=== YOUR INSTRUCTIONS ===
Tally the lines in the entries below that contain the string "utensil". How many are there? Reply with the number alone.

=== MATERIAL PROVIDED ===
################

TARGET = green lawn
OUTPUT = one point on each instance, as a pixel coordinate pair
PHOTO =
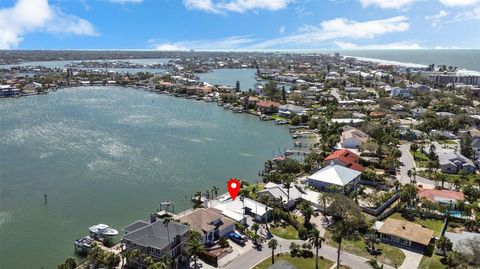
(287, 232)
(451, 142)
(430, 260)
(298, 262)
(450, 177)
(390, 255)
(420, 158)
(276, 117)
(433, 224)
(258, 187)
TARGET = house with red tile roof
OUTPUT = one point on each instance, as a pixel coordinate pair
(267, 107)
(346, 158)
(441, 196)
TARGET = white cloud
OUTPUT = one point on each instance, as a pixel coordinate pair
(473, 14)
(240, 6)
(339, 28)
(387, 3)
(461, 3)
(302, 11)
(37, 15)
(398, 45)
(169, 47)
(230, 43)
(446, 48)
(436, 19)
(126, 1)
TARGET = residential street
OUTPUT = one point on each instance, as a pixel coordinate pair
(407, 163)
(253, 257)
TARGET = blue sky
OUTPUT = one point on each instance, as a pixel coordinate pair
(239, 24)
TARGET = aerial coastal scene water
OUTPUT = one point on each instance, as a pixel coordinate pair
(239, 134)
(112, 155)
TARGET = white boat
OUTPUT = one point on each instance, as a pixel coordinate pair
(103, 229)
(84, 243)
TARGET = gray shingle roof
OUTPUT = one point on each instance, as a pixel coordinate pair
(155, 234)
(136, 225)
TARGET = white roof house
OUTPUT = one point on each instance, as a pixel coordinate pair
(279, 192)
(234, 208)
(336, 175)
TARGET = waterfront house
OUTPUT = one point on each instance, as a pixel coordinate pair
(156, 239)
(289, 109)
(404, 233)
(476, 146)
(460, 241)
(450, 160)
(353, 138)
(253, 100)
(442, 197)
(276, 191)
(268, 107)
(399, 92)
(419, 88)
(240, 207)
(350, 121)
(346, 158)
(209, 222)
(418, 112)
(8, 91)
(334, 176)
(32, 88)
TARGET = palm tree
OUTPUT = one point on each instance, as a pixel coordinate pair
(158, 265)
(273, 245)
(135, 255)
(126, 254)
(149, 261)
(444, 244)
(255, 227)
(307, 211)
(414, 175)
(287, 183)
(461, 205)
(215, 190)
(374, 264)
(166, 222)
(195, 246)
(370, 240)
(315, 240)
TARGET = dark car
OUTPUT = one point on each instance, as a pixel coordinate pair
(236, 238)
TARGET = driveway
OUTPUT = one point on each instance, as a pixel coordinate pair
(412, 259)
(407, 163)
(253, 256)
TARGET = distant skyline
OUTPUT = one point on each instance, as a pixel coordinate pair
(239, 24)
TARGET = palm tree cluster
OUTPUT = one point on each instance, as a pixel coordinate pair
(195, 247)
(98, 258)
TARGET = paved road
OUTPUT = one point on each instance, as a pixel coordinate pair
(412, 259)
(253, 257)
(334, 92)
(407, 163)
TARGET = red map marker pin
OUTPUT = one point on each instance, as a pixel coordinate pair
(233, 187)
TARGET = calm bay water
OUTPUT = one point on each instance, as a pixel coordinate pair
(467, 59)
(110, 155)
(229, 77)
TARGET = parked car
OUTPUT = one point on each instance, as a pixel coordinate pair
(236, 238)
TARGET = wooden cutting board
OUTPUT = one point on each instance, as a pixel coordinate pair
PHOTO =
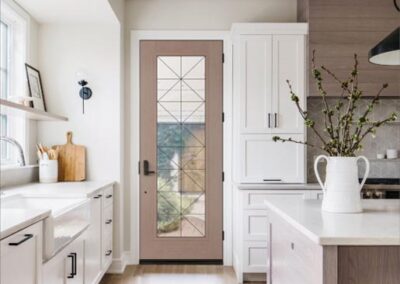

################

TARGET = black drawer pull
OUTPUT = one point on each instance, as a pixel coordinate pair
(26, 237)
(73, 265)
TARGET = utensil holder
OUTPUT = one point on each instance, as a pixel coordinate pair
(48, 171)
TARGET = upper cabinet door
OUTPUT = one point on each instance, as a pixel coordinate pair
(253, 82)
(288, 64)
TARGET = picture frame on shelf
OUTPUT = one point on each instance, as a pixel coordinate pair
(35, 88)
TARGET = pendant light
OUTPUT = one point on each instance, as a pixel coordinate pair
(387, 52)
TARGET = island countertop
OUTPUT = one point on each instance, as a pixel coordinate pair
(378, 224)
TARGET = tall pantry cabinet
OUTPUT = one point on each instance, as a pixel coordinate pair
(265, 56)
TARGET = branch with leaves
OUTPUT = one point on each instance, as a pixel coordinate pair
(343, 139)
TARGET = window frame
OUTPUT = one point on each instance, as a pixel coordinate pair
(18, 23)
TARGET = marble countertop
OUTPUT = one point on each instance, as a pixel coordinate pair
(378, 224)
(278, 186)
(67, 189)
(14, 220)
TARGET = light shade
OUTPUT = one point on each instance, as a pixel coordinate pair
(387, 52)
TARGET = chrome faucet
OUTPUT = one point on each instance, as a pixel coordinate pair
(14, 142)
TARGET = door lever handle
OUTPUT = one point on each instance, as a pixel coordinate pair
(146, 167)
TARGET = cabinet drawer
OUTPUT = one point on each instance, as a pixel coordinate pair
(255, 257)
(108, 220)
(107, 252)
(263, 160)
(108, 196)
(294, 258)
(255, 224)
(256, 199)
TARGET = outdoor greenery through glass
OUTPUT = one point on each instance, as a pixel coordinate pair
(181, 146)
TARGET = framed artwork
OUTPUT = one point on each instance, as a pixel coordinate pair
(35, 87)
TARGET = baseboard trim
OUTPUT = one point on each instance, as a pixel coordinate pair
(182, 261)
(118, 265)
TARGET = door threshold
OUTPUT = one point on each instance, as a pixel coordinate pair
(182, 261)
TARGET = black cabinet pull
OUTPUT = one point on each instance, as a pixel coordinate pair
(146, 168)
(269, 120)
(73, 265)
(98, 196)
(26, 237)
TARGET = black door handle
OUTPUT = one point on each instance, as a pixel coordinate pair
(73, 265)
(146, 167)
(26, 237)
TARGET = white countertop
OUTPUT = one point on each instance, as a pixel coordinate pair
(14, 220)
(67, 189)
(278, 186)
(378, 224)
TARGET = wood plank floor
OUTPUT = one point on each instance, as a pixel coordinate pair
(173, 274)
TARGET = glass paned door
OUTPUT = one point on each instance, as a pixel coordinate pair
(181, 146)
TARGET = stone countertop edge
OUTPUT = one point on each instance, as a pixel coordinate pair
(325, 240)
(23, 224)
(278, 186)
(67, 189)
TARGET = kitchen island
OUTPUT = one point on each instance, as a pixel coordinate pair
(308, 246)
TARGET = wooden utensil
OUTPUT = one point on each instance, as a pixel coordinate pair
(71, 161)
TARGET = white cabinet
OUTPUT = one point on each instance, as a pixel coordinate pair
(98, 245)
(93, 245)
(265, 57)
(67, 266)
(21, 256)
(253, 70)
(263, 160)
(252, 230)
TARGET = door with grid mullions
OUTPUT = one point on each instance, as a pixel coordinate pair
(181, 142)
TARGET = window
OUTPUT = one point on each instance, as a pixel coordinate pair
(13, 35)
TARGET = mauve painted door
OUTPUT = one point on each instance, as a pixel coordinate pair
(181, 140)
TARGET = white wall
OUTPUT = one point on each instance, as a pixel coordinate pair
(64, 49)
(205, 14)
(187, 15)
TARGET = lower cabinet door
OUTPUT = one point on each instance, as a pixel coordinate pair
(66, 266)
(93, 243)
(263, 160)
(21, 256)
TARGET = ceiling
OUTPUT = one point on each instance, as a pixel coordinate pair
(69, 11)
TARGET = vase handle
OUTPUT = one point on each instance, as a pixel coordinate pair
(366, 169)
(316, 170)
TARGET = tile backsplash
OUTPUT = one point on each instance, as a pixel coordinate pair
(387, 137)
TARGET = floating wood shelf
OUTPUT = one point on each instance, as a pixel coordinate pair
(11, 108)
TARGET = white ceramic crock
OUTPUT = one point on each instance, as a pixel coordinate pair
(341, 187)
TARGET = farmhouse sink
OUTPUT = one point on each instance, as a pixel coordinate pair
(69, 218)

################

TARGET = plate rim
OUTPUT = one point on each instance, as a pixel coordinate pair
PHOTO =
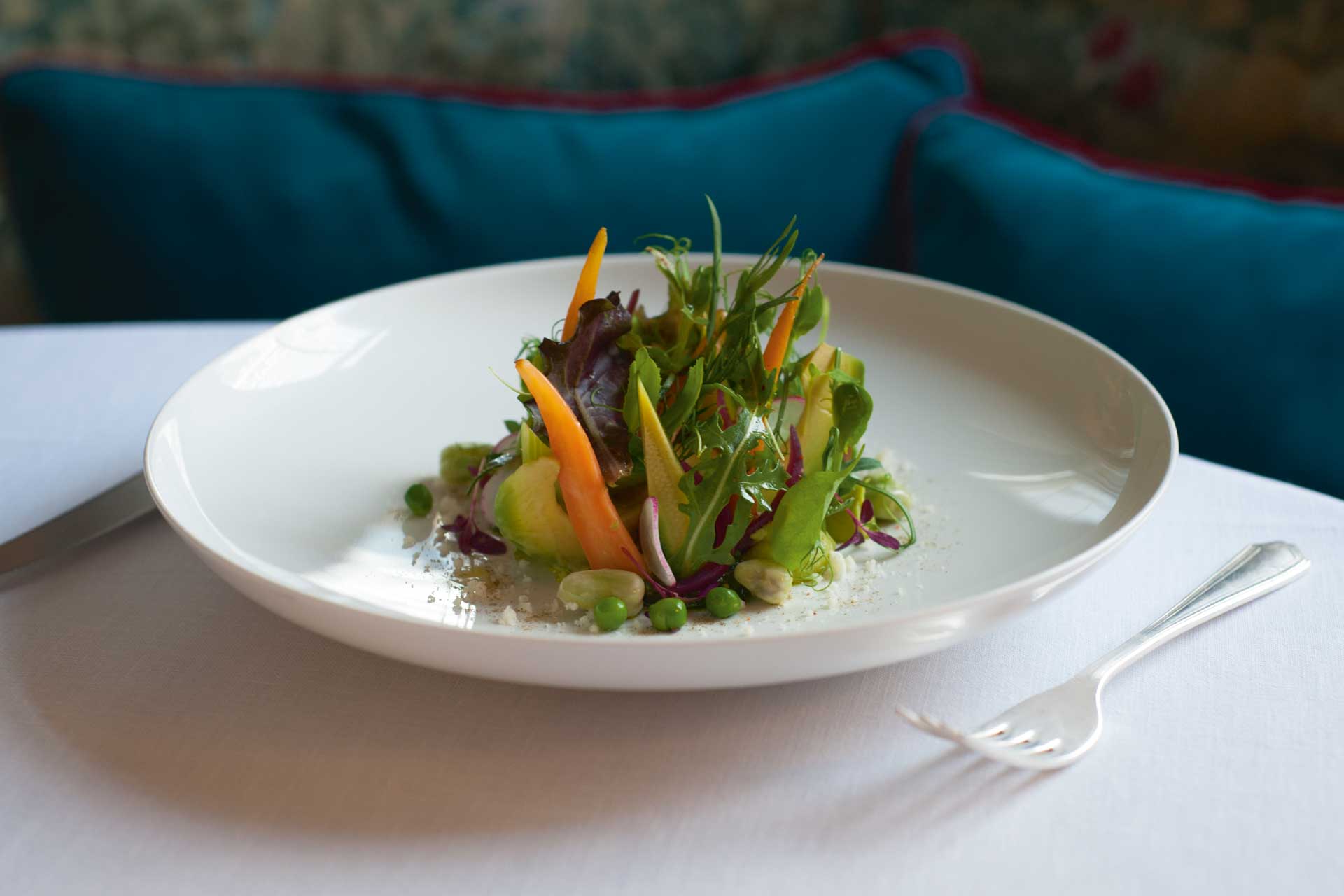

################

=== CORRECT RESPONSE ===
2